→ **Written task**: Reproduce the material below, switching every "Target" to "Label" and changing nothing else. Omit the pictures from your answer.
------------
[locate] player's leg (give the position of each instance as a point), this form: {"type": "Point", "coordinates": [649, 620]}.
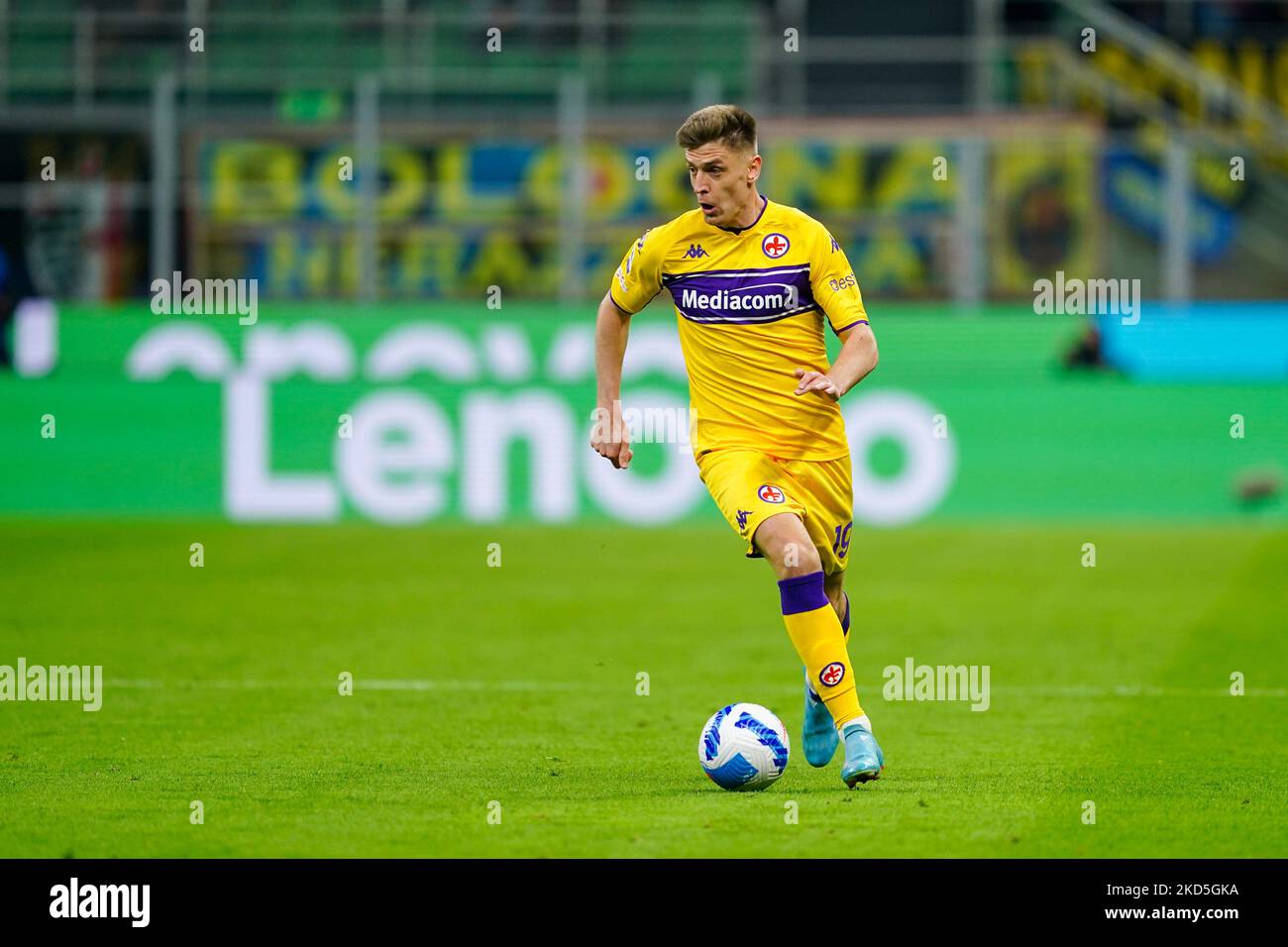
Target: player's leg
{"type": "Point", "coordinates": [819, 732]}
{"type": "Point", "coordinates": [811, 620]}
{"type": "Point", "coordinates": [823, 488]}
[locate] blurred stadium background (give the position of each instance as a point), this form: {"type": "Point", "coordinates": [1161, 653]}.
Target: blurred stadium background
{"type": "Point", "coordinates": [423, 347]}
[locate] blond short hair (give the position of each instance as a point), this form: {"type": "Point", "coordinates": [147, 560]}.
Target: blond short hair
{"type": "Point", "coordinates": [729, 125]}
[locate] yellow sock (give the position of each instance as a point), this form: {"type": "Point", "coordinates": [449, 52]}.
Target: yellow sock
{"type": "Point", "coordinates": [815, 631]}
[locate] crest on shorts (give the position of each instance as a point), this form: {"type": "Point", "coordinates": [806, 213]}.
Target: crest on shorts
{"type": "Point", "coordinates": [771, 493]}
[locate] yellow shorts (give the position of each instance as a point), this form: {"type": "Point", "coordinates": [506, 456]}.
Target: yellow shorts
{"type": "Point", "coordinates": [748, 487]}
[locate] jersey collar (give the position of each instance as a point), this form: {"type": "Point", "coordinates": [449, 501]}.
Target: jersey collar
{"type": "Point", "coordinates": [735, 231]}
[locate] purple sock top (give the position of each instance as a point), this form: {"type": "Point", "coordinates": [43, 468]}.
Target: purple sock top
{"type": "Point", "coordinates": [803, 592]}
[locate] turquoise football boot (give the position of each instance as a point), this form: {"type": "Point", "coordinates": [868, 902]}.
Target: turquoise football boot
{"type": "Point", "coordinates": [863, 757]}
{"type": "Point", "coordinates": [820, 736]}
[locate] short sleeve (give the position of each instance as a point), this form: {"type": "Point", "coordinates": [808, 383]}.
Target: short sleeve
{"type": "Point", "coordinates": [639, 277]}
{"type": "Point", "coordinates": [833, 285]}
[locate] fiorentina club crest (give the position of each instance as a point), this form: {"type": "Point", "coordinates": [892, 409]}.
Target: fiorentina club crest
{"type": "Point", "coordinates": [774, 245]}
{"type": "Point", "coordinates": [771, 493]}
{"type": "Point", "coordinates": [832, 674]}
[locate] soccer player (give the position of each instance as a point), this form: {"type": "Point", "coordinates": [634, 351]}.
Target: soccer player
{"type": "Point", "coordinates": [754, 282]}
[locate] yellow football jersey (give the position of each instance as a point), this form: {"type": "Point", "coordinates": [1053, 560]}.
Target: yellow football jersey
{"type": "Point", "coordinates": [750, 305]}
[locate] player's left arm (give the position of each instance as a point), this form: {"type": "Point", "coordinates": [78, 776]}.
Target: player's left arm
{"type": "Point", "coordinates": [857, 360]}
{"type": "Point", "coordinates": [837, 292]}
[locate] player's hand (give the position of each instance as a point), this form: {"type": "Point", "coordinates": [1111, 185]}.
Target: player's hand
{"type": "Point", "coordinates": [815, 381]}
{"type": "Point", "coordinates": [608, 444]}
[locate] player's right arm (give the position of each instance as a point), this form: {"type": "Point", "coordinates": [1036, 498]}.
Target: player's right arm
{"type": "Point", "coordinates": [608, 434]}
{"type": "Point", "coordinates": [635, 282]}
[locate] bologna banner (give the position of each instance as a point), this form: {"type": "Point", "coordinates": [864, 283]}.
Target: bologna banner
{"type": "Point", "coordinates": [412, 415]}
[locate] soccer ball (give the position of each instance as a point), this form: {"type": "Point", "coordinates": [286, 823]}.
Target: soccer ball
{"type": "Point", "coordinates": [743, 746]}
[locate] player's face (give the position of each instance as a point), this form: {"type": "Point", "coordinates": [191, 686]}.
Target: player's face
{"type": "Point", "coordinates": [722, 180]}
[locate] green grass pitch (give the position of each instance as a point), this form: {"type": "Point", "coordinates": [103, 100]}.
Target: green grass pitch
{"type": "Point", "coordinates": [518, 685]}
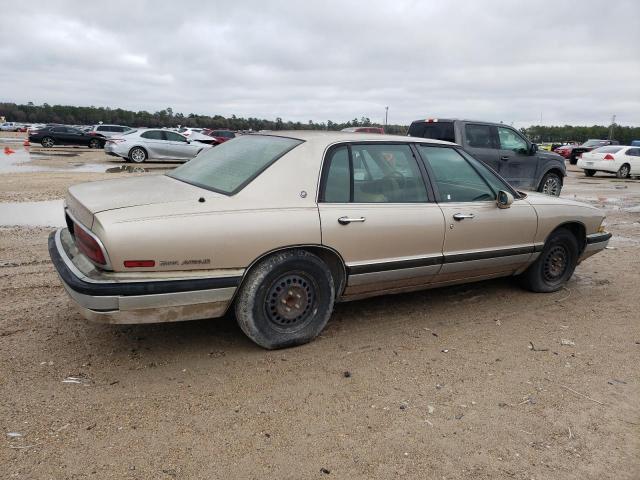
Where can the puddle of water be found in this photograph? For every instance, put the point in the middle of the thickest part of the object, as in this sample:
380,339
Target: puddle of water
49,213
18,161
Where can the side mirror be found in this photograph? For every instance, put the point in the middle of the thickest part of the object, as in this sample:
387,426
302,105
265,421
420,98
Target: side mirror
504,200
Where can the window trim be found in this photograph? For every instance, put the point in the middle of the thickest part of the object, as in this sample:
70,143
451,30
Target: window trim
325,173
506,127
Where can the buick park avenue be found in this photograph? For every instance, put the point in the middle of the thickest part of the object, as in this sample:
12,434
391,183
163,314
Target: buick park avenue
279,227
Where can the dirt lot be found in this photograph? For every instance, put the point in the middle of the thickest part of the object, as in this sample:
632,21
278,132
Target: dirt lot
436,384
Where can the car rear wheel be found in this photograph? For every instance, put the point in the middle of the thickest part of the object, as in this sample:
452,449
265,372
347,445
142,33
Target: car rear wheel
555,265
623,171
95,143
551,184
286,299
137,155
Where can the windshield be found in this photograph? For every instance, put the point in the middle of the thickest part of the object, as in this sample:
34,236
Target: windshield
229,167
593,143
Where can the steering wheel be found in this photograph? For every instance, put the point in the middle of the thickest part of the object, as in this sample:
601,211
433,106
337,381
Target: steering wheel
484,196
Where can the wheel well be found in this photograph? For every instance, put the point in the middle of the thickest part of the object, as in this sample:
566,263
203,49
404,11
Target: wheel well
141,148
578,230
329,256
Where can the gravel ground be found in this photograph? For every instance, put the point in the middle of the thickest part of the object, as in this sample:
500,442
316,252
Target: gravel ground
481,381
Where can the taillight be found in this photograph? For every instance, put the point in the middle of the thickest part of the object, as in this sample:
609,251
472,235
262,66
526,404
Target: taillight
89,246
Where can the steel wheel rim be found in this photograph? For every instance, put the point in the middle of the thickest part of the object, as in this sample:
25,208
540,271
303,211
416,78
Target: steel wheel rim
551,187
290,301
137,155
555,264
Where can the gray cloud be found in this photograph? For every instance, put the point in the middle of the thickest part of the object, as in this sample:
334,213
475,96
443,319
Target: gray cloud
569,62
------------
→ **Response below**:
[locate] player's leg (give the position of each instance as a point), this form: {"type": "Point", "coordinates": [649, 620]}.
Label: player's leg
{"type": "Point", "coordinates": [819, 732]}
{"type": "Point", "coordinates": [811, 620]}
{"type": "Point", "coordinates": [823, 488]}
[locate] blurred stadium background (give the position of each instance as a point), this form: {"type": "Point", "coordinates": [1161, 653]}.
Label: blurred stadium background
{"type": "Point", "coordinates": [423, 347]}
[locate] blond short hair (give the position of each instance as a point), this form: {"type": "Point", "coordinates": [147, 560]}.
Label: blond short hair
{"type": "Point", "coordinates": [729, 125]}
[locate] yellow sock (give the position of each instance as a point), this form: {"type": "Point", "coordinates": [449, 52]}.
Label: yellow sock
{"type": "Point", "coordinates": [815, 631]}
[locate] crest on shorts (give the position of each instance as a point), this form: {"type": "Point", "coordinates": [806, 213]}.
Label: crest on shorts
{"type": "Point", "coordinates": [771, 493]}
[locate] yellow shorts (give the position of each instance as a point), this form: {"type": "Point", "coordinates": [506, 456]}.
Label: yellow shorts
{"type": "Point", "coordinates": [748, 487]}
[locate] jersey collar (give the position of each instance as a point), this form: {"type": "Point", "coordinates": [449, 501]}.
Label: jersey collar
{"type": "Point", "coordinates": [735, 231]}
[locate] purple sock top (give the position of each instance as a point), this form: {"type": "Point", "coordinates": [43, 468]}.
Label: purple sock top
{"type": "Point", "coordinates": [803, 592]}
[locate] turquoise football boot (give the position of each instance as a point), this form: {"type": "Point", "coordinates": [868, 902]}.
Label: turquoise football boot
{"type": "Point", "coordinates": [863, 757]}
{"type": "Point", "coordinates": [820, 736]}
[locate] short sleeve (give the position of each instance as a point), this form: {"type": "Point", "coordinates": [808, 383]}.
Label: short sleeve
{"type": "Point", "coordinates": [639, 277]}
{"type": "Point", "coordinates": [833, 285]}
[locate] fiorentina club crest (give the position of each instance as a point), this form: {"type": "Point", "coordinates": [892, 409]}.
Label: fiorentina club crest
{"type": "Point", "coordinates": [774, 245]}
{"type": "Point", "coordinates": [771, 493]}
{"type": "Point", "coordinates": [832, 674]}
[locate] soccer player (give the position of each instance as a point), this form: {"type": "Point", "coordinates": [634, 351]}.
Label: soccer player
{"type": "Point", "coordinates": [754, 282]}
[locate] yellow football jersey (give the position of each instance as a point), this form: {"type": "Point", "coordinates": [1053, 560]}.
Label: yellow football jersey
{"type": "Point", "coordinates": [750, 305]}
[locate] player's left arm (give the position of each instance as a point), this form: {"type": "Point", "coordinates": [78, 776]}.
Label: player's left arm
{"type": "Point", "coordinates": [857, 360]}
{"type": "Point", "coordinates": [837, 292]}
[locate] player's hand (give the position of each instance as a point), this form: {"type": "Point", "coordinates": [1111, 185]}.
Label: player's hand
{"type": "Point", "coordinates": [815, 381]}
{"type": "Point", "coordinates": [608, 444]}
[locate] player's right arm (give the position of each instance as a point), this form: {"type": "Point", "coordinates": [1036, 498]}.
Label: player's right arm
{"type": "Point", "coordinates": [608, 434]}
{"type": "Point", "coordinates": [635, 282]}
[locate] bologna banner (give the position of each instance as a point), this form: {"type": "Point", "coordinates": [864, 283]}.
Label: bologna banner
{"type": "Point", "coordinates": [412, 415]}
[locate] soccer ball (give the position of each instance as a point), this form: {"type": "Point", "coordinates": [286, 823]}.
Label: soccer ball
{"type": "Point", "coordinates": [743, 746]}
[locate] player's face (give the position of each instance as a point), this form: {"type": "Point", "coordinates": [191, 686]}.
Label: player's face
{"type": "Point", "coordinates": [722, 180]}
[locate] green grass pitch (give the position of each instance as a point), this form: {"type": "Point", "coordinates": [103, 100]}.
Label: green grass pitch
{"type": "Point", "coordinates": [518, 685]}
Where can the puddle of water be found in this photograph? For every instance, put the point in the middle of the thickest part of the object, as in this sample:
380,339
Label: puddle of water
49,213
18,161
Where can the side mirror be found in this photograph? For every instance, put the point in the middle of the thickest part of the object, as in this sample:
387,426
302,105
265,421
420,98
Label: side mirror
504,200
Where can the window trim be found in this photograph? For every instance, put the point in the middle of the thickest part of the object, as in this sample:
70,143
451,30
Label: window trim
325,173
506,127
Where can the buick park avenue be found in this photograph? For every instance, put the point in the middle of the thickest part of the object, as in this sample:
12,434
391,183
163,314
Label: buick park avenue
279,227
Where can the dirt lot be found in this photograph? For every instance, put the point in the middle of the thickest part of the object, as in this sample:
632,21
278,132
Label: dirt lot
436,384
Where can the car rear wheel be found in this photograph? For every instance, put the point in the middle of the thickest part of the object, as in this sample:
452,449
265,372
347,445
142,33
Label: car rear wheel
555,265
623,171
95,143
551,184
286,299
137,155
Where can the windshield be found in this photograph? For every instance, put the point in the middle of the thickest part of the object, as in this sample:
34,236
Label: windshield
229,167
593,143
Where can the steering wheel be found in this photograph? For every instance, put the point in the middle of the thickest part of the object, as in this sample:
601,211
433,106
337,381
Label: steering wheel
484,196
Where can the wheel well be found in this photograph? For every instance, put the point in the middle of the thickest part of the object, as in this sample:
566,263
203,49
404,11
Label: wheel well
141,148
578,230
329,256
Where can the gravel ground be found in this photograph? For every instance, put the point in the middle of the thickest part of the object, as in this sample:
500,442
316,252
Label: gravel ground
481,381
Where can the taillight be found in this photograph? For every instance, put the point in the middle of the thickest part of the object, as in this sample:
609,251
472,235
262,66
526,404
Label: taillight
89,246
Where can the steel wheel rim be found in this photograph? For every instance, put the point in the middle of the thickest part of the object, as in this sample:
25,208
540,271
303,211
416,78
Label: steel wheel rim
551,187
290,301
137,155
555,264
Where can the gray cloud be found in this photograph? For every instance, put the point in the middle of the thickest part of the object, as in this sample:
334,213
475,96
443,319
Label: gray cloud
569,62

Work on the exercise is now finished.